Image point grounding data
::::::::::
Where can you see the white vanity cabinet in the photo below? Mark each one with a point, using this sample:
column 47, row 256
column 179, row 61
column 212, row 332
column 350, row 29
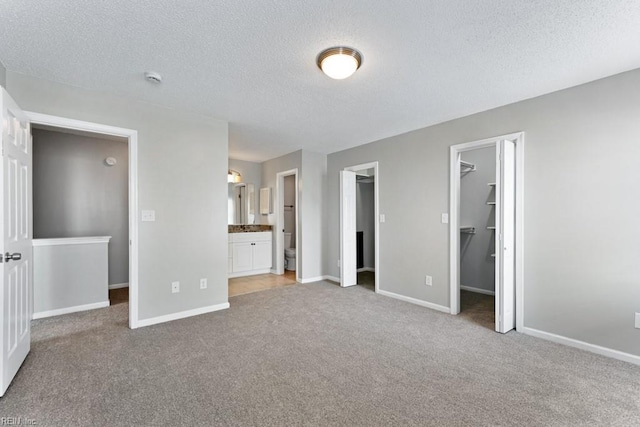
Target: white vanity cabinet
column 249, row 253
::::::::::
Task to carry out: Drop the pictures, then transcribe the lines from the one containing "column 212, row 332" to the end of the data above, exactly and nothing more.

Final answer:
column 212, row 332
column 350, row 29
Target: white vanity cabinet
column 249, row 253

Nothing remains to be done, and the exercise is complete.